→ List of tasks:
A: In the tentative ruling on the motion for leave to amend, how many other police officers worked with Perez during the Cadillac commercial shoot?
B: Carry on with the tentative ruling on the motion for leave to amend, picking up right after its final sentence.

Judge: David S. Cunningham, Case: 19STCV26096, Date: 2022-08-04 Tentative Ruling



Case Number: 19STCV26096    Hearing Date: August 4, 2022    Dept: 11

19STCV26096 (Perez)

  

Tentative Ruling Re: Motion for Leave to Amend

 

Date:                           8/4/22

 

Time:                          10:00 am

 

Moving Party:           Tony Perez (“Perez” or “Plaintiff”)

 

Opposing Party:        RadicalMedia LLC, et al. (jointly “Radical” or “Defendants”)

 

Department:              11

 

Judge:                        David S. Cunningham III

________________________________________________________________________

 

TENTATIVE RULING

 

Plaintiff’s motion for leave to amend is granted in part and denied in part.

 

BACKGROUND

 

Radical is a media company that makes commercials.  [Perez] is a police officer.  On 9/8/18, [Perez] and 10 other police officers performed freelance “traffic and pedestrian control services” while Radical filmed a Cadillac commercial in Downtown Los Angeles.  [Citation.]

 

[Perez] worked on the shoot for one day and never worked for Radical again.  He claims Radical failed to (1) pay him on time, and (2) provide compliant meal and rest breaks.

 

(4/29/22 Tentative Ruling Re: Motion for Class Certification, p. 1.)

 

Plaintiff moved to represent two classes of Radical freelance workers – a Code Class asserting “‘late pay’ violations under the Labor Code[,]” and a 17200 Class asserting “meal and rest break violations under the Unfair Competition Law.”  (Ibid.)

 

On 4/29/22, the Court denied the certification motion.  (See id. at pp. 1-11; see also 4/29/22 Minute Order, p. 1.)

 

Notably, Plaintiff raised “two new liability theories” in support of certification:

 

The first relates to the Code Class.  [Perez] claims Radical is a “temporary services employer” under Labor Code section 201.3, meaning Radical must pay employees weekly.  [Citations.]  The second relates to the 17200 [C]lass.  [Perez] claims workers “often [had] meals delayed” because Radical called “grace.”  [Citation.]  He defines “grace” as “the practice by which a crew agrees to let production continue for exactly twelve additional minutes into the first meal period, generally in order to complete a single take of a given set-up.”  [Citation.]

 

(4/29/22 Tentative Ruling Re: Motion for Class Certification, pp. 1-2.)  Neither theory is alleged in the operative complaint, “so the Court decline[d] to consider them” (id. at p. 2), but the Court granted Perez leave to move for leave to amend.

 

On 5/31/22, Plaintiff filed his motion for leave to amend.  The motion seeks to:

 

* add references to section 201.3;

 

* add William Mann as both an individual claimant and a new class representative;

 

* add John Washington as an individual claimant;

 

* revise the Code Class and 17200 Class definitions;

 

* add a new cause of action pursuant to Naranjo v. Spectrum Security Services, Inc. (2022) 13 Cal.5th 93 and Labor Code section 226(a); and

 

* add new supporting factual allegations.

→ Dataset excerpts:
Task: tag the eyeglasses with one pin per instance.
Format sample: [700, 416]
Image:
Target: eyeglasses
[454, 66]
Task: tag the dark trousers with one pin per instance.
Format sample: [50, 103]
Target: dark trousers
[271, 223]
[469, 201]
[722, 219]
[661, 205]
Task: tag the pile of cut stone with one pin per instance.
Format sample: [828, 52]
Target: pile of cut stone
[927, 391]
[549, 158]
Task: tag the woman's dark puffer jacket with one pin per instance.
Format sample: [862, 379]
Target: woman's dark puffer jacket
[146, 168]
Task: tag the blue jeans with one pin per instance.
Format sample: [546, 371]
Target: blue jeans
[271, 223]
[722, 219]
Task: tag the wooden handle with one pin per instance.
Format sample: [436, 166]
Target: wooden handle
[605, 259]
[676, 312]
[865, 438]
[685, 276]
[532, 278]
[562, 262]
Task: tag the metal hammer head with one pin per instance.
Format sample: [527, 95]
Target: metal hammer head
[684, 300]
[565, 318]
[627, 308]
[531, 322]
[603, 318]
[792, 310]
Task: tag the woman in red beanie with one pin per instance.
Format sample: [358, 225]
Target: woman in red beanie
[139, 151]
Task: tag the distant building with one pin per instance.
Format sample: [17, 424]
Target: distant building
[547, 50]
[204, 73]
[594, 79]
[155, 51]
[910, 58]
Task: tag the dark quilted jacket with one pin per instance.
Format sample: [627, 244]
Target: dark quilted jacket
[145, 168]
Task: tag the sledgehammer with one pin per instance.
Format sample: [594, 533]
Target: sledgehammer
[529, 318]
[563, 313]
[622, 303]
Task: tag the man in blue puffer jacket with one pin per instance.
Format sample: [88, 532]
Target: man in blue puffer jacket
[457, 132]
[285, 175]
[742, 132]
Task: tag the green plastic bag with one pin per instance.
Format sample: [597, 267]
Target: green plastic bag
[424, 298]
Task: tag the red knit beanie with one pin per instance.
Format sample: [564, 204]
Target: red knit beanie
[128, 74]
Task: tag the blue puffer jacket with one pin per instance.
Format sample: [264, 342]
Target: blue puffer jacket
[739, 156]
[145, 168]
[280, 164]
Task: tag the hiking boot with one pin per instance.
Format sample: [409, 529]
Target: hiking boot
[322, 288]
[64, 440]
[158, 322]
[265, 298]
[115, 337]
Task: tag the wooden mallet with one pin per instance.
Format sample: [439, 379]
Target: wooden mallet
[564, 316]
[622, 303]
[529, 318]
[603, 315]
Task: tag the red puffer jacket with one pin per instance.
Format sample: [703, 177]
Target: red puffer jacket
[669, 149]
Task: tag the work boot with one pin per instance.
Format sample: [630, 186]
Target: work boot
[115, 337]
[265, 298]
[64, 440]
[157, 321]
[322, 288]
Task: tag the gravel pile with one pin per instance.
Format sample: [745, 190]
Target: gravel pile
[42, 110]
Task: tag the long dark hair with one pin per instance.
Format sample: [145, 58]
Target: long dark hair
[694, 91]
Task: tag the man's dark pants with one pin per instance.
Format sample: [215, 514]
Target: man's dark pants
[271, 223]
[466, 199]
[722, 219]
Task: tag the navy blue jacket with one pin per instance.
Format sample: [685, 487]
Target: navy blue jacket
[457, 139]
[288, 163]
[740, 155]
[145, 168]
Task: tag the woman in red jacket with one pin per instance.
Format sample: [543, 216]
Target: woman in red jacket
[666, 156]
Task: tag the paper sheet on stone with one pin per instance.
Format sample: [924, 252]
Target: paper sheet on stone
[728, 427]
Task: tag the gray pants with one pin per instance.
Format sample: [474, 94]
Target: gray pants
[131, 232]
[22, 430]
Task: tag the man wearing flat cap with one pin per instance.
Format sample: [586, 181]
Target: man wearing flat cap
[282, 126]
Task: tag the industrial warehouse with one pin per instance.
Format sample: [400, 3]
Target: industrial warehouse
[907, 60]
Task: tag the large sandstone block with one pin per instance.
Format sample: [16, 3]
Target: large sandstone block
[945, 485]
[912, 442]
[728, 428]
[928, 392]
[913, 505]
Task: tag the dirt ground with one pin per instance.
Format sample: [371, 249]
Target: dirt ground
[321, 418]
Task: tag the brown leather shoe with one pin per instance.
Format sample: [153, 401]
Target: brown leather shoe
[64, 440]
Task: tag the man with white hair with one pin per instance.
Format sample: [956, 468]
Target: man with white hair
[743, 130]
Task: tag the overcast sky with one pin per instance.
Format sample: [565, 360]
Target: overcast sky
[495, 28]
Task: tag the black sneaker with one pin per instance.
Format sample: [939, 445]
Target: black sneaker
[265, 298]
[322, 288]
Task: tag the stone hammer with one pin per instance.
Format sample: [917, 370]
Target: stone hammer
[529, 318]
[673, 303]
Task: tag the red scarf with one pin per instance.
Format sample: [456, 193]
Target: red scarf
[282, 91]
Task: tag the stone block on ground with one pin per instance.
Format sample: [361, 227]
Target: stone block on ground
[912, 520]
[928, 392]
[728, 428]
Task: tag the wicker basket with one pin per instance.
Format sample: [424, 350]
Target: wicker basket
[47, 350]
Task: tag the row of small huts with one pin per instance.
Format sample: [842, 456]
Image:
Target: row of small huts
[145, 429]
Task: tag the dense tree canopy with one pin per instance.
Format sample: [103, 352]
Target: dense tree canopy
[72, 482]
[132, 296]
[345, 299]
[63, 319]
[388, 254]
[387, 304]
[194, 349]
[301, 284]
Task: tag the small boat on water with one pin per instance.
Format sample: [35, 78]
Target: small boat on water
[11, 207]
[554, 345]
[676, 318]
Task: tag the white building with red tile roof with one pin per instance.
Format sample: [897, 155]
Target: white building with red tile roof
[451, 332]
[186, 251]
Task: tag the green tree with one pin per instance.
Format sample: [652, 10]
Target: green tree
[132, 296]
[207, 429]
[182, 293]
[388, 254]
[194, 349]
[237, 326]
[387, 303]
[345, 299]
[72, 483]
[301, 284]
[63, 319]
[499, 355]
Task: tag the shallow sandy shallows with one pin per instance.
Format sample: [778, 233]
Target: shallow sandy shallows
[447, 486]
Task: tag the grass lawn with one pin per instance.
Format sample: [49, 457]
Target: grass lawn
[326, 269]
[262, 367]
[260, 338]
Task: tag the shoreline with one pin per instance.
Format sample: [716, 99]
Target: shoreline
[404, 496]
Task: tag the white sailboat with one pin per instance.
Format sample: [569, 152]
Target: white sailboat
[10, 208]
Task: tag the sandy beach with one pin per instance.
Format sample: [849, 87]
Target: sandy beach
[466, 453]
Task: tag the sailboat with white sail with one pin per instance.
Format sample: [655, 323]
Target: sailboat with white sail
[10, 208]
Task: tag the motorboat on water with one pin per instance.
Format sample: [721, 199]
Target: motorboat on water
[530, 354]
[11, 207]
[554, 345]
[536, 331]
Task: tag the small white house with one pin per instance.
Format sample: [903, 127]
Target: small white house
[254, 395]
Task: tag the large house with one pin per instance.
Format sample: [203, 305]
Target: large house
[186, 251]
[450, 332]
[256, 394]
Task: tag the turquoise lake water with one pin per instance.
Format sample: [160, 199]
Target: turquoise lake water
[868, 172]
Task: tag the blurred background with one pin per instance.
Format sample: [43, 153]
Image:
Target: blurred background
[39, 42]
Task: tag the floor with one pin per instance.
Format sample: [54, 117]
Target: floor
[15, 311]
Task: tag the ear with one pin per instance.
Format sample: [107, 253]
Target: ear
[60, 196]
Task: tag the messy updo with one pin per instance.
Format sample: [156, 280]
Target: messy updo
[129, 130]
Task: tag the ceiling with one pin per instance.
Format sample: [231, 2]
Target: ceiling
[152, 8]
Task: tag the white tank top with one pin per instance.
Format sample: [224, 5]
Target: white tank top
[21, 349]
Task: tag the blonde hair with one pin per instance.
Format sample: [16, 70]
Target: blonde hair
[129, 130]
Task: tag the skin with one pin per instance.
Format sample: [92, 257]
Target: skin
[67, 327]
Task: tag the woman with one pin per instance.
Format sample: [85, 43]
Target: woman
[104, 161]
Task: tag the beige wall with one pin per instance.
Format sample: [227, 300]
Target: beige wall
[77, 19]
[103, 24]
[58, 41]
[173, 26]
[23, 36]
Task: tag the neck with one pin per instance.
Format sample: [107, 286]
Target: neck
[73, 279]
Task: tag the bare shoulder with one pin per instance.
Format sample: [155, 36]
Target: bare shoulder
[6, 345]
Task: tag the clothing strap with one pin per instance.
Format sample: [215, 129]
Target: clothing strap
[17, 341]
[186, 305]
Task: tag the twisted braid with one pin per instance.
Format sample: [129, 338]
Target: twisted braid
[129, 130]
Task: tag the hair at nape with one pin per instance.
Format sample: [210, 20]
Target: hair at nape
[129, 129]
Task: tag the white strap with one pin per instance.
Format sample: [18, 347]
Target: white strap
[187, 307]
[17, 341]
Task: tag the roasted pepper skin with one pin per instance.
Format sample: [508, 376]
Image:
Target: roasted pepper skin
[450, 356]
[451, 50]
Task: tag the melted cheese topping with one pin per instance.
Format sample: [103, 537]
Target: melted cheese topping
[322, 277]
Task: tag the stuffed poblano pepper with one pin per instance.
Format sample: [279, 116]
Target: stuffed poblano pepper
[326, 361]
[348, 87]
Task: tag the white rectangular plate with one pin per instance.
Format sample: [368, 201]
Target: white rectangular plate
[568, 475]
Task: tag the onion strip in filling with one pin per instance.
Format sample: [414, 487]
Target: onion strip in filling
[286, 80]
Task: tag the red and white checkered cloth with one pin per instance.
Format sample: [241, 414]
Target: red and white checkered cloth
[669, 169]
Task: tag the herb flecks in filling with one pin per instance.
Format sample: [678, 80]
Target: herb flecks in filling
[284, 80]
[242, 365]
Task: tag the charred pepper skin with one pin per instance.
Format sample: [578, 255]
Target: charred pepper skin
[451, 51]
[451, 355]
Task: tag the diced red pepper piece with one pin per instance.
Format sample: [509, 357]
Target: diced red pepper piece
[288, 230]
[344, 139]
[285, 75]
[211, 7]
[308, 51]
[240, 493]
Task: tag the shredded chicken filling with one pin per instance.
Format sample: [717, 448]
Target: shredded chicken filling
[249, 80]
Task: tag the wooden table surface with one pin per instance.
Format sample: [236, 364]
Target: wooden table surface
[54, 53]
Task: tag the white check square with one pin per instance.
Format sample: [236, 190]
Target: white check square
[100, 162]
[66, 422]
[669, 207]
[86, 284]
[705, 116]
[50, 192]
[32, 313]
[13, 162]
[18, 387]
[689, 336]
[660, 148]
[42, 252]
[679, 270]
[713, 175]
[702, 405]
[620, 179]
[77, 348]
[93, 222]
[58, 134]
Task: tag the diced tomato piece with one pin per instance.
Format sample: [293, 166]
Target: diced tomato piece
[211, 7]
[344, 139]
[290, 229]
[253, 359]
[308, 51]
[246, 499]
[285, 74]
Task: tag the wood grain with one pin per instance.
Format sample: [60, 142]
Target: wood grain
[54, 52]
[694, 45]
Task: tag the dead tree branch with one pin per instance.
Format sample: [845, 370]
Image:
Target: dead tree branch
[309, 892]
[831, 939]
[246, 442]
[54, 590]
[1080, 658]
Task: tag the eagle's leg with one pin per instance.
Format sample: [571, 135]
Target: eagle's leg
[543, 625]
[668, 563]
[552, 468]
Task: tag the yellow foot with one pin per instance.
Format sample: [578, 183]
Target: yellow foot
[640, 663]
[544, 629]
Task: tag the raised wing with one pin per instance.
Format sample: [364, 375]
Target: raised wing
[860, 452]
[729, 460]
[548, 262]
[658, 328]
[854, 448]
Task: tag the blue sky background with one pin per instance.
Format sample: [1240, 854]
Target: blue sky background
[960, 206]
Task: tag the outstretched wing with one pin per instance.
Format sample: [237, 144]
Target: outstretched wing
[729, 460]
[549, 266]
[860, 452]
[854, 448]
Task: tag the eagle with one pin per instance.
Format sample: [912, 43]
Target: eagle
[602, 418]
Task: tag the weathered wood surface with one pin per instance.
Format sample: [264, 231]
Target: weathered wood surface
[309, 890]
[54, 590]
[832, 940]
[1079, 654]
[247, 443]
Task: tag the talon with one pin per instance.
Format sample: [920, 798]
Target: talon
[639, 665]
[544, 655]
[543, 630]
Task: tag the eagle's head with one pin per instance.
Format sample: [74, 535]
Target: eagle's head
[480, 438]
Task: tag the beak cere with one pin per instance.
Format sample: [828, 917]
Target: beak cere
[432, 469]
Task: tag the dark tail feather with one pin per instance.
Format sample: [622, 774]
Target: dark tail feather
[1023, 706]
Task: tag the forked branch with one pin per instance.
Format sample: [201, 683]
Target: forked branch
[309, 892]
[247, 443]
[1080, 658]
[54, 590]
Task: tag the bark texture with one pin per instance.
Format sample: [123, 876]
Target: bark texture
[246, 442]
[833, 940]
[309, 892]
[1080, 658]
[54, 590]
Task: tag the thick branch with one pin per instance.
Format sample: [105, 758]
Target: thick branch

→ Final answers:
A: 10

B:
 

Here, the Court decides whether and to what extent Plaintiff’s motion for leave to amend should be granted.

 

LAW

 

The court may grant leave to amend the pleadings at any stage of the action. A party may discover the need to amend after all pleadings are completed and new information requires a change in the nature of the claims or defenses previously pleaded.”  (Weil & Brown, Cal. Prac. Guide: Civ. Proc. Before Trial (The Rutter Group 2021) ¶ 6:636, emphasis in original.)  “Such changes usually cannot be made on ex parte procedure [citation].  Rather, a formal motion to amend must be served and filed.”  (Ibid.) 

 

“Motions for leave to amend are directed to the sound discretion of the judge.”  (Id. at ¶ 6:637.)  “The court may, in furtherance of justice, and on any terms as may be proper, allow a party to amend any pleading.”  (Cal. Code Civ. Proc. § 473, subd. (a)(1).)  “However, the court’s discretion will usually be exercised liberally to permit amendment of pleadings.”  (Howard v. County of San Diego (2010) 184 Cal.App.4th 1422, 1428.)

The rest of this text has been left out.